__Page__:
— START —

# wheres our master paint blueprinters at? (? about air cooling the bulbs on my hps's)



## Aurora_Indicas_Dad (Jul 11, 2008)

hi thanks for comin to check out my thread.i decided to just go with batwing reflectors for my two 600 watt hps grow lights.i have 2 of the hurricane lamp shades from hobby lobby.im planning on buyin two or three of the 6 inch 250 cfm inline duct fans.was wonderin if anybody thats good w/ paint could draw me up a picture on the most logical way to run my flexible duct from my hurricanes/fans.i need the 2 be length wise due to the fact my system is  8 1/2 feet long,and 3 1/2 ft wide.(this is an igs sytem with my ststem i made myself for 10 hand fed plants at the end of it) total length is 8ft 6in. my room is 9ft wide and 11 ft long.with 1 window at the far end of the room.heres what i did on paint.what do ya think?
thanks as always for any help suggestions i can get on this.itd be easier to buy one hood that has an air cooled enclosed hood with the 2 openings on each end,but with havin 2 bat wing reflectors,i will need two ducts goin,or know there the most logical place to put the 6'' *Y *would be.

— END —

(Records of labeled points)

— START —

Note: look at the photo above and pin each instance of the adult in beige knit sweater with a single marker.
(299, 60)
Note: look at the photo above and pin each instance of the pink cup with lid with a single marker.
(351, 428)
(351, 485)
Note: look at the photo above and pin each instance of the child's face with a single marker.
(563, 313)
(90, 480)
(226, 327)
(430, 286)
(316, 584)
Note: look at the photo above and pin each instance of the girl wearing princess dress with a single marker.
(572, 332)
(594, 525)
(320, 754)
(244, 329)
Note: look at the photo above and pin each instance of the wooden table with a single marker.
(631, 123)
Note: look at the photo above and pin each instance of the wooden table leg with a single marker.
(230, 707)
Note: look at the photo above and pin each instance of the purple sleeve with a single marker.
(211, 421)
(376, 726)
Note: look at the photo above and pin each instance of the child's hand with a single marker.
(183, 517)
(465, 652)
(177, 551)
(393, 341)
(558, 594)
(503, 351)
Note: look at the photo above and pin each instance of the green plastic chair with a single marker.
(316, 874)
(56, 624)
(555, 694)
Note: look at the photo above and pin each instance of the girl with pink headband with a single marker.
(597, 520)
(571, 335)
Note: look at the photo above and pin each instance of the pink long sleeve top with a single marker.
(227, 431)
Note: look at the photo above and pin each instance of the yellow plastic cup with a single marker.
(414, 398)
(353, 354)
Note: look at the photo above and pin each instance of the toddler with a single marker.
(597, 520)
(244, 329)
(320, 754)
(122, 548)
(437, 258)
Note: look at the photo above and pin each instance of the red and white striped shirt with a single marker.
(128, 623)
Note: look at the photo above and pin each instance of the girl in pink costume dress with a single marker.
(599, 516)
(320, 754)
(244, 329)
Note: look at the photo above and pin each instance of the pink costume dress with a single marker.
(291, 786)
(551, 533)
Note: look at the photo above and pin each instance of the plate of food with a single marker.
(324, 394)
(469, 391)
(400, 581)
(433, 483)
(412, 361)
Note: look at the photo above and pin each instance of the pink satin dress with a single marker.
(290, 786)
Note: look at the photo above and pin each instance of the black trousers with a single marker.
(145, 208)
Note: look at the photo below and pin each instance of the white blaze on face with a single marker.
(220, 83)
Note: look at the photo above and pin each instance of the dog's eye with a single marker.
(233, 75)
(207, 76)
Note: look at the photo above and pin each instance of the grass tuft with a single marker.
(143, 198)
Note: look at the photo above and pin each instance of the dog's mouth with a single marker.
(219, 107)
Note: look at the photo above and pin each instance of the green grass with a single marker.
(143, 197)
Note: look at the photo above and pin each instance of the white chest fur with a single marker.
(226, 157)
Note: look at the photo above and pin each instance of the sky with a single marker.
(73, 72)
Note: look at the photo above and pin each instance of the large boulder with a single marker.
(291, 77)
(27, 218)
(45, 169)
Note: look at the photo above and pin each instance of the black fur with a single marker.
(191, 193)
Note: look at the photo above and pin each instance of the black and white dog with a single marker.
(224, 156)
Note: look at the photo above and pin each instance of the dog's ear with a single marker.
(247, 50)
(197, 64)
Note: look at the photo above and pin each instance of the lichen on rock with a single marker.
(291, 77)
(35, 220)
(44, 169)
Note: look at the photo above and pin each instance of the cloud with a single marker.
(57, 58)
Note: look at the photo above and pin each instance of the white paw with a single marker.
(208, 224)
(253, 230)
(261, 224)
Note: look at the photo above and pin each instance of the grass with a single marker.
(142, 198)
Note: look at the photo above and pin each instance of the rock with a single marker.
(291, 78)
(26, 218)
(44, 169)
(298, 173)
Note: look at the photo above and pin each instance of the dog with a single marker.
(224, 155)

— END —

__To-do list__:
A: Retype the passage of the grow-light thread starting with "hi thanks for" and going on through "do ya think?".
B: Extend the forum post about air-cooling the bulbs on the grow lights from the point where it stops.

__Exercise results__:
A:
hi thanks for comin to check out my thread.i decided to just go with batwing reflectors for my two 600 watt hps grow lights.i have 2 of the hurricane lamp shades from hobby lobby.im planning on buyin two or three of the 6 inch 250 cfm inline duct fans.was wonderin if anybody thats good w/ paint could draw me up a picture on the most logical way to run my flexible duct from my hurricanes/fans.i need the 2 be length wise due to the fact my system is  8 1/2 feet long,and 3 1/2 ft wide.(this is an igs sytem with my ststem i made myself for 10 hand fed plants at the end of it) total length is 8ft 6in. my room is 9ft wide and 11 ft long.with 1 window at the far end of the room.heres what i did on paint.what do ya think?

B:
come on ladies and gentleman,its gettin close to showtime for me and am confused on the best way to set this ducting up for these hurricane cool tubes.
*thanks alot for any help* -peace  P.s. hopefully this uploads this paint blueprint i did,not sure if i have to resize it or not


----------



## 4u2sm0ke (Jul 11, 2008)

theres a thread here  somewhere ..let me try my puter tech..cant promis nothin..


----------



## 4u2sm0ke (Jul 11, 2008)

Take 6" flex from outside of home..conect inline before first light ....then flex from first light to the second light then second inline conect to flex and back outside of home...sounds easy huh?..if you can bring the air from outside threw the lights and back ouside HPS will then be almost cool to the touch...I think it was *massproducer*that has a diagram..ill be back my friend


----------



## Aurora_Indicas_Dad (Jul 11, 2008)

i dont think i can have just one duct going dues to the fact that i have batwing reflectors.wouldnt i have to have a duct hooked up to each hurricane/fan?i didnt have the funds to get one bat wing,and one euro hood with the 6'' flanges on each side.due to funds i had to get two batwing reflectors.


----------



## 4u2sm0ke (Jul 11, 2008)

oh so the batwings only have one inline..does it have a glass cover?  sorry if im no help..but hey Im taking back to the top  huh?  are you able to post a pic?..thanks


----------



## Aurora_Indicas_Dad (Jul 11, 2008)

i will post a pic as soon as i can,stiull havent got my charger for my digital camra. its the same type of reflector that the $99 deal from insidesun.com has.check out insidesun.com and on their homepage there should be the 100 dollar hps hook up,mine are 600 watts,rather than 400 though.


----------



## 4u2sm0ke (Jul 11, 2008)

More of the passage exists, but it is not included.